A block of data
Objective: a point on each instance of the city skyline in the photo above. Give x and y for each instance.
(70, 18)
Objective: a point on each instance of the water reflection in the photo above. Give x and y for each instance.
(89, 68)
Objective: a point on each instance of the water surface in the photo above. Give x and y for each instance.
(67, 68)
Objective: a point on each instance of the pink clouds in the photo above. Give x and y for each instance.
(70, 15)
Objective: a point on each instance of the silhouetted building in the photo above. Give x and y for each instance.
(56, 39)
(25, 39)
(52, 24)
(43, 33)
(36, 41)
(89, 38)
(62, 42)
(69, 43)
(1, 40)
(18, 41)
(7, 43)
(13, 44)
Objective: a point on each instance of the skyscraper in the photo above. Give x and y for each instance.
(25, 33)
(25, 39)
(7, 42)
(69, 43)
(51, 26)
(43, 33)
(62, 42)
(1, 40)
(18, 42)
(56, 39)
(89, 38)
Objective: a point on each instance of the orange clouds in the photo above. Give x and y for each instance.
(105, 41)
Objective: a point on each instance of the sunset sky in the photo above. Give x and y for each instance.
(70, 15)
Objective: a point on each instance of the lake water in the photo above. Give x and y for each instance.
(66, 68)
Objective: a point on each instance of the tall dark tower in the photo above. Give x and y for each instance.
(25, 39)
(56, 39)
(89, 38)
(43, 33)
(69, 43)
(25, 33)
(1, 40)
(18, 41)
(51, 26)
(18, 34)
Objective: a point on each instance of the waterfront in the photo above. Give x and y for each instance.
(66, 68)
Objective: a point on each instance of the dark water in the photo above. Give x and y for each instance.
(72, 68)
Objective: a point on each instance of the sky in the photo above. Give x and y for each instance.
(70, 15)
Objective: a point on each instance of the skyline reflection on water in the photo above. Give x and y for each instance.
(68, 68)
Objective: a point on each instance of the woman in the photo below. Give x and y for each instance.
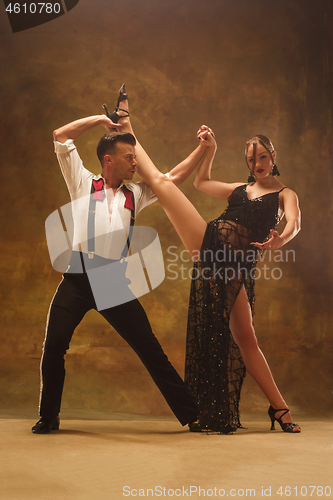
(223, 293)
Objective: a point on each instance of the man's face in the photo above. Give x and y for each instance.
(123, 162)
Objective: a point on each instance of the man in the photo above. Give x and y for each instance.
(74, 297)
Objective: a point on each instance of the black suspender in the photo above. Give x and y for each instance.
(91, 225)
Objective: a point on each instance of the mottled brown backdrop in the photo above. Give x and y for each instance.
(241, 67)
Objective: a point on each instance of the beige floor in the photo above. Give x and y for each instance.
(117, 459)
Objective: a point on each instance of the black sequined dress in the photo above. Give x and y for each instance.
(214, 369)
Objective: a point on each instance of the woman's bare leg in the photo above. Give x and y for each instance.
(186, 220)
(243, 332)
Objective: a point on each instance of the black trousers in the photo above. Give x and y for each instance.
(71, 302)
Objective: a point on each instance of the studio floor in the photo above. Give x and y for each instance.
(116, 459)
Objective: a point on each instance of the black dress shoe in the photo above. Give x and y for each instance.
(46, 425)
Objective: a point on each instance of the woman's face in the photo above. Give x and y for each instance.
(261, 166)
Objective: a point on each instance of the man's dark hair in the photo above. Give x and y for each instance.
(108, 143)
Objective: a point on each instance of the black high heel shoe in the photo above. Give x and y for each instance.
(114, 116)
(285, 426)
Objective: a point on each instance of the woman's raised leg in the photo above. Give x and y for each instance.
(243, 332)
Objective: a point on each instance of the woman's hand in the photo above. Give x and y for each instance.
(275, 241)
(206, 136)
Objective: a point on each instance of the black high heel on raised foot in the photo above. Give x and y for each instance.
(114, 116)
(285, 426)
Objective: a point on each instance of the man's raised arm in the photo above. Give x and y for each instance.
(76, 128)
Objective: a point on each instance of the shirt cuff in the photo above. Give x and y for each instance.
(65, 147)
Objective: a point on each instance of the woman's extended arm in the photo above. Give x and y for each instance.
(203, 180)
(293, 226)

Written problem. Turn every line of the records above into a JSON list of strings, one string per line, with blank lines skipped. Leave the pictures out of your answer.

Reply.
[
  "Objective: a point on each instance of the city skyline in the photo above. Give x and y for each instance.",
  "(70, 18)",
  "Objective: a point on each instance of the water reflection in the photo above. Give x and y for each instance.",
  "(89, 68)",
  "Objective: a point on each instance of the water surface in the photo above. Give x and y for each instance.",
  "(67, 68)",
  "Objective: a point on each instance of the pink clouds in the photo above. Give x and y for each instance.",
  "(70, 15)",
  "Objective: a point on each instance of the silhouetted building in the photo above. Give x and y for each instance.",
  "(56, 39)",
  "(25, 39)",
  "(52, 24)",
  "(43, 33)",
  "(36, 41)",
  "(89, 38)",
  "(62, 42)",
  "(69, 43)",
  "(1, 40)",
  "(18, 41)",
  "(7, 43)",
  "(13, 44)",
  "Objective: a point on each instance of the skyscraper in the photo above. Give x and y for each instance.",
  "(25, 33)",
  "(25, 39)",
  "(7, 42)",
  "(69, 43)",
  "(51, 26)",
  "(43, 33)",
  "(62, 42)",
  "(1, 40)",
  "(18, 42)",
  "(56, 39)",
  "(89, 38)",
  "Objective: a point on each instance of the orange clouds in the photo above. Give x and y for each instance.",
  "(105, 41)",
  "Objective: a point on each instance of the sunset sky in the photo above. Give x and y for each instance.",
  "(70, 15)",
  "Objective: a point on each instance of the lake water in the photo above. Give x and y for each instance.",
  "(66, 68)",
  "Objective: a point on each instance of the tall dark tower in the photo above. Give x and y for each instance.",
  "(25, 39)",
  "(56, 39)",
  "(89, 38)",
  "(43, 33)",
  "(69, 43)",
  "(25, 33)",
  "(1, 40)",
  "(18, 41)",
  "(51, 26)",
  "(18, 34)",
  "Objective: a point on each instance of the waterfront in the photo above. Give x and y for each instance.",
  "(66, 68)",
  "Objective: a point on each instance of the dark water in the photo above. Give x and y for each instance.",
  "(72, 68)",
  "Objective: a point on each instance of the sky in the photo above. Give x and y for each instance.",
  "(70, 15)",
  "Objective: a point on each instance of the skyline reflection on water in the photo above. Give x and y for each instance.",
  "(68, 68)",
  "Objective: a point on each instance of the woman in the photo below. Give x and y for each instance.",
  "(223, 293)",
  "Objective: a point on each instance of the man's face in the photo above. Give x and y for each instance.",
  "(123, 162)",
  "Objective: a point on each instance of the man in the photo above. Give x and y for each instance.",
  "(74, 297)",
  "Objective: a point on each instance of the black suspender in the photo above. Give x and y for each instance.",
  "(91, 225)",
  "Objective: a point on each instance of the mottled brown backdrop in the photo above. Give x and y for each instance.",
  "(241, 67)",
  "Objective: a point on each instance of the beige floor in the photo above. Give x and y for each instance.",
  "(117, 459)",
  "Objective: a point on each instance of the black sequined dress in the photo above. Give x and y for each instance.",
  "(214, 369)",
  "Objective: a point on each instance of the woman's bare leg in the photo above. Give x and y for each instance.",
  "(186, 220)",
  "(243, 332)",
  "Objective: a point on each instance of the black trousers in the photo above. Give x and y for each instance.",
  "(71, 302)",
  "Objective: a point on each instance of the studio floor in the photo above. Give x and y for each instance.",
  "(116, 459)",
  "Objective: a point on each instance of the black dress shoe in the photo above. Give x and y for each instance.",
  "(46, 425)",
  "Objective: a point on each instance of the woman's face in the photo above. Give x and y for each instance.",
  "(261, 166)",
  "Objective: a point on each instance of the man's dark hair in the photo above. Give x and y for each instance.",
  "(108, 143)",
  "Objective: a point on each instance of the black high heel shoe in the photo above. Give x and y for each instance.",
  "(114, 116)",
  "(285, 426)",
  "Objective: a point on each instance of the woman's raised leg in the photo above. Give x and y for each instance.",
  "(243, 332)",
  "Objective: a point on each instance of the woman's hand in the photo above. Give x and y for each instance.",
  "(275, 241)",
  "(206, 136)",
  "Objective: a point on each instance of the black high heel on raised foot in the photo above. Give x and y for each instance.",
  "(114, 116)",
  "(285, 426)",
  "Objective: a point on each instance of the man's raised arm in the photo above. Give x and y for each instance.",
  "(76, 128)",
  "Objective: a point on each instance of the shirt cuff in the photo above. Give x and y for each instance.",
  "(65, 147)",
  "Objective: a point on each instance of the woman's extended arm in the photo above. Give x and y for each instance.",
  "(203, 180)",
  "(293, 226)"
]